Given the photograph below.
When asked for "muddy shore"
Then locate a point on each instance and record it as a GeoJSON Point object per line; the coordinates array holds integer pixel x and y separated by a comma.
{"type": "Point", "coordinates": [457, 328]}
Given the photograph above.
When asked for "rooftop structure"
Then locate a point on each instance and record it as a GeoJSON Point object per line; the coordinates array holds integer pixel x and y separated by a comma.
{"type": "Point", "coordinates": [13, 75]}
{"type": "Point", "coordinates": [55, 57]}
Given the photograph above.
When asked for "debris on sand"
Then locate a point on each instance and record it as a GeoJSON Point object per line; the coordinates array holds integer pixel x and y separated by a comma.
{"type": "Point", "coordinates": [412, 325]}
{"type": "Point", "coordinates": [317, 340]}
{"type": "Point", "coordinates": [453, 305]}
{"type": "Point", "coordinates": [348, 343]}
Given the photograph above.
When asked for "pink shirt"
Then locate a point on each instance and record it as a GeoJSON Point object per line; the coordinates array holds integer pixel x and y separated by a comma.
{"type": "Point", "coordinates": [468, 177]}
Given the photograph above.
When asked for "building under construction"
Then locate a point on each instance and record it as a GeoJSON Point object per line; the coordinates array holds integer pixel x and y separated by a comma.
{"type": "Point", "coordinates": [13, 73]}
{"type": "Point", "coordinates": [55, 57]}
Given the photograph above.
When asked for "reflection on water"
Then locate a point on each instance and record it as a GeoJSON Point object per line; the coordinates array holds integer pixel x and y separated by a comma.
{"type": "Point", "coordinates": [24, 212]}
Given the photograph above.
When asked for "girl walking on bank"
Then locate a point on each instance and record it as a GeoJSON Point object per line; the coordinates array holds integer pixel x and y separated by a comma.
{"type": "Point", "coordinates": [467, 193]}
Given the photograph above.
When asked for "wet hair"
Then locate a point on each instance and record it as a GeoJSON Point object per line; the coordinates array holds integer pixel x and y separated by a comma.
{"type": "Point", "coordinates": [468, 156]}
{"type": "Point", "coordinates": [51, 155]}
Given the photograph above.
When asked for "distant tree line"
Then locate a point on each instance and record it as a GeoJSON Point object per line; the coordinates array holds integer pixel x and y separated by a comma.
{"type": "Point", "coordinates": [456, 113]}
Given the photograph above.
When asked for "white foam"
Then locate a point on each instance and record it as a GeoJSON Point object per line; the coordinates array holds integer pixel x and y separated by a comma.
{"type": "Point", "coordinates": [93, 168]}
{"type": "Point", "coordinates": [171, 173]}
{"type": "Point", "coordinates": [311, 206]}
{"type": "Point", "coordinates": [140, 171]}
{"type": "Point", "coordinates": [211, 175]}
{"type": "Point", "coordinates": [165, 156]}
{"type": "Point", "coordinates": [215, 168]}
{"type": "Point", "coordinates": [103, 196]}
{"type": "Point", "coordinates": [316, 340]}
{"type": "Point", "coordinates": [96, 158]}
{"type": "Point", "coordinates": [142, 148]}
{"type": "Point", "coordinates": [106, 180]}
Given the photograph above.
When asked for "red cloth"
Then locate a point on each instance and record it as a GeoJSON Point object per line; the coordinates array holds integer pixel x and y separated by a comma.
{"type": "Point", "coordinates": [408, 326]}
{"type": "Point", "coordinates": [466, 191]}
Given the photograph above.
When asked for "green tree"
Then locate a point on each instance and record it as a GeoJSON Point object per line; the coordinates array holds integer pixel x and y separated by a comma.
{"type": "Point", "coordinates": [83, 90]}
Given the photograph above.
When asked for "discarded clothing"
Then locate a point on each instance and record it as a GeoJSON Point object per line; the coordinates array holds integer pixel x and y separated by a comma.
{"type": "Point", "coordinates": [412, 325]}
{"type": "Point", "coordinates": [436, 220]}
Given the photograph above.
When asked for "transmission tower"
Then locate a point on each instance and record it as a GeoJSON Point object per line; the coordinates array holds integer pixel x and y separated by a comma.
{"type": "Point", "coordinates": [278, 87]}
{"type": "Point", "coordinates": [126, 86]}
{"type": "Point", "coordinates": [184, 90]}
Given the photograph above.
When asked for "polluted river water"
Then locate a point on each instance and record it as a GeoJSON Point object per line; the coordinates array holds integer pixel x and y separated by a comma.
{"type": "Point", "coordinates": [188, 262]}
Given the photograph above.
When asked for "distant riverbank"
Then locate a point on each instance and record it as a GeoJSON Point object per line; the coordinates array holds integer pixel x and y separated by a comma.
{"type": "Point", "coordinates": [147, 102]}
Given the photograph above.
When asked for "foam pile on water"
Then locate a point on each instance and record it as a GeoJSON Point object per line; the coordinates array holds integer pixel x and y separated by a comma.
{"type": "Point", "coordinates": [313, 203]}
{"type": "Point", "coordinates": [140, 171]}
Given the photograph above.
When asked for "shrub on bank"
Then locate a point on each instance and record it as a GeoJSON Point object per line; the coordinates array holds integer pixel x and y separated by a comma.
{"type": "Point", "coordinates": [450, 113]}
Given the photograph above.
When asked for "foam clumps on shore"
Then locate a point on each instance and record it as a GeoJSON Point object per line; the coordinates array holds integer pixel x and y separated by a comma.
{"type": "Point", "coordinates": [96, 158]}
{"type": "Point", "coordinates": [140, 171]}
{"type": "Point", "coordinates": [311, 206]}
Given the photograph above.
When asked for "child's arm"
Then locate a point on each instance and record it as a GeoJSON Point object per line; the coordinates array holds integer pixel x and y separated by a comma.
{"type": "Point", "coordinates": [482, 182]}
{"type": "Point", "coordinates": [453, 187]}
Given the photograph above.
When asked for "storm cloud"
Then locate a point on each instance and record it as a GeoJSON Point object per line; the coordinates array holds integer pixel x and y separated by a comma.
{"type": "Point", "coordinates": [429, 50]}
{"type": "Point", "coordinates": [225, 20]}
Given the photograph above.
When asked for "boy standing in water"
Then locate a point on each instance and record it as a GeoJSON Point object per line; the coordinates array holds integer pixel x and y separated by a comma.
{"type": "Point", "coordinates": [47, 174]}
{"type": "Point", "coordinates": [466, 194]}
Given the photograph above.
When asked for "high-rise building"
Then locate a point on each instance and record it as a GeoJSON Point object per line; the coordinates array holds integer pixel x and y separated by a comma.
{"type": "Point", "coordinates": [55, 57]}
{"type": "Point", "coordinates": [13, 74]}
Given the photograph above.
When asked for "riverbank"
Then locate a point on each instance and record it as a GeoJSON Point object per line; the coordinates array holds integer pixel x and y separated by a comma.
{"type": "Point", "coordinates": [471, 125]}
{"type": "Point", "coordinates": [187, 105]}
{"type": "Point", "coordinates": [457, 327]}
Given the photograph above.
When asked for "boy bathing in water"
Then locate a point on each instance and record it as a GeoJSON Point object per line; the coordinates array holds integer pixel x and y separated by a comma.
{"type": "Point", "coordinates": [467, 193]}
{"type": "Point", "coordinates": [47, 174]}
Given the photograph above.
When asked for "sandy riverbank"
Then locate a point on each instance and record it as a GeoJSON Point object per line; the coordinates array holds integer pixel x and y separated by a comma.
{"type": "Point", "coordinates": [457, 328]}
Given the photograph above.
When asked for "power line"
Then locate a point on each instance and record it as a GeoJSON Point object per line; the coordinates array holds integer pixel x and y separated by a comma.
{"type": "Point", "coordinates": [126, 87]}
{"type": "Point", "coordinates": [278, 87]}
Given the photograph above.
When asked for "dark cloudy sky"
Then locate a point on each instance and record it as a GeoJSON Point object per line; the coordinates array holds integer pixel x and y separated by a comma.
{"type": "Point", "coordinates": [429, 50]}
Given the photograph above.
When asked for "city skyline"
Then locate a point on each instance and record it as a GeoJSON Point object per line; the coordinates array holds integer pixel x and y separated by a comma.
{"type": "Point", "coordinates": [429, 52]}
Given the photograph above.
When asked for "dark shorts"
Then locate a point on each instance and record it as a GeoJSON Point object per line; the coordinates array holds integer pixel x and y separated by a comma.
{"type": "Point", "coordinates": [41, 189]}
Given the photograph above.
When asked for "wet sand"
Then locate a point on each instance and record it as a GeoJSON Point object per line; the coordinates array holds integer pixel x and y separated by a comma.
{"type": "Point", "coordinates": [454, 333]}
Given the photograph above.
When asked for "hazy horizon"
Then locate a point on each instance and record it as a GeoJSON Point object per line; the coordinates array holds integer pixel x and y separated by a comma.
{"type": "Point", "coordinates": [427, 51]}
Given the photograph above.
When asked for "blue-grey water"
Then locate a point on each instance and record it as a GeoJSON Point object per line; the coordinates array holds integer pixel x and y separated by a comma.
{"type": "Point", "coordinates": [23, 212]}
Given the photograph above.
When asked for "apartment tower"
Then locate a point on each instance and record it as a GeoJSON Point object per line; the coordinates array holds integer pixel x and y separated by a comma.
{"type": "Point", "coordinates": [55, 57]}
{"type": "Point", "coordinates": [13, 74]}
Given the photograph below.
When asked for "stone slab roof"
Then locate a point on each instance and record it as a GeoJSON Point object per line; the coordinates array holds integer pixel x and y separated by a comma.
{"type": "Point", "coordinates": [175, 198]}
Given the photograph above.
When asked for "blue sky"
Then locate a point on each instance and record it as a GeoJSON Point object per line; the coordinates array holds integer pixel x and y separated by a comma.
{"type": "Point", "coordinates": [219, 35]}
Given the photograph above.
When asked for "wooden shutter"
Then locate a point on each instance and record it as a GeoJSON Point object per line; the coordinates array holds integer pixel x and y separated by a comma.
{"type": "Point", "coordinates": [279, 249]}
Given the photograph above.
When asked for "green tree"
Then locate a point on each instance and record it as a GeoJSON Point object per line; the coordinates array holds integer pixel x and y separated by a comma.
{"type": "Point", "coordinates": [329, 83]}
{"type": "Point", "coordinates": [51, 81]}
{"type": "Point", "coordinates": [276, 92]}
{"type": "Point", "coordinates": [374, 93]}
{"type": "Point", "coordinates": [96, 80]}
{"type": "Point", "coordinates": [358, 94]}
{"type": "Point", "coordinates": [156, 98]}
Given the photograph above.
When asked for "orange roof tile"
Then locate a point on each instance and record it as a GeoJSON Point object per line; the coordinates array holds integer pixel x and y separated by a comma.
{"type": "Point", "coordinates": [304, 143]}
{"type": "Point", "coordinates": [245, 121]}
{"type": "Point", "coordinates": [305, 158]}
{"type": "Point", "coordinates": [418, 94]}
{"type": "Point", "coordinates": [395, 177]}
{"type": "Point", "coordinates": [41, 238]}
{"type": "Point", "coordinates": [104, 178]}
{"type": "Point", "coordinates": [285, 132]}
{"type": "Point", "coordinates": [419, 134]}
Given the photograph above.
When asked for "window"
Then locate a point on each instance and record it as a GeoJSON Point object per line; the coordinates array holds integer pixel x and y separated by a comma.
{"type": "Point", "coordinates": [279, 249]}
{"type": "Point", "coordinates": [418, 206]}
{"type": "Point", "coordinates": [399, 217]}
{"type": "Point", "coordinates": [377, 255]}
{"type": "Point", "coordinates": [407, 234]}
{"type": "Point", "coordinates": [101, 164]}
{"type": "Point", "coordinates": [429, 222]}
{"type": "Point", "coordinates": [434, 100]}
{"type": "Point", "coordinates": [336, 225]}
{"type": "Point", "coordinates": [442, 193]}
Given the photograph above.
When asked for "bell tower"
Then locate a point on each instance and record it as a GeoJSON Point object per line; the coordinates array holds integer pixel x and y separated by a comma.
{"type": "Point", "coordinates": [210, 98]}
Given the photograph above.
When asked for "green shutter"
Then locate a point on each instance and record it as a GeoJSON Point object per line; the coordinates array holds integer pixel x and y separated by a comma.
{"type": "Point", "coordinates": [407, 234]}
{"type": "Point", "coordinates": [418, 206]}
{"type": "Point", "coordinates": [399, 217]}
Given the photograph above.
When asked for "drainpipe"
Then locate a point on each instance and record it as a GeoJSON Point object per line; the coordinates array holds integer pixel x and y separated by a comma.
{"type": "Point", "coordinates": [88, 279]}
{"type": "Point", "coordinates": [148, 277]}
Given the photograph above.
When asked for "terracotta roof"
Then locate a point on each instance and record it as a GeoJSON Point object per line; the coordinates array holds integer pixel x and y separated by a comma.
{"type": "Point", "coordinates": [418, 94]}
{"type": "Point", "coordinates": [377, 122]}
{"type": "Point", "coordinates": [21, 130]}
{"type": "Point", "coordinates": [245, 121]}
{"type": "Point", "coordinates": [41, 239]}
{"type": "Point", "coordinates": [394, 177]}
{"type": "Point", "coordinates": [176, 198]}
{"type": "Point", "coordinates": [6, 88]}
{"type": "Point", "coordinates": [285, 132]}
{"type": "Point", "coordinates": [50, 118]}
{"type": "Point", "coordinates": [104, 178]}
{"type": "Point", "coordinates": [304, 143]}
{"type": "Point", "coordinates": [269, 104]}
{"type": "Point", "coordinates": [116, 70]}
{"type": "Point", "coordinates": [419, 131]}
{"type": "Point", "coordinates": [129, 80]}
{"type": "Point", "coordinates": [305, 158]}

-- Tarea --
Reúne todas las líneas de las entradas anteriores en las que aparezca la palabra "dark".

-- Solución --
When asked for "dark cloudy sky"
When asked for "dark shorts"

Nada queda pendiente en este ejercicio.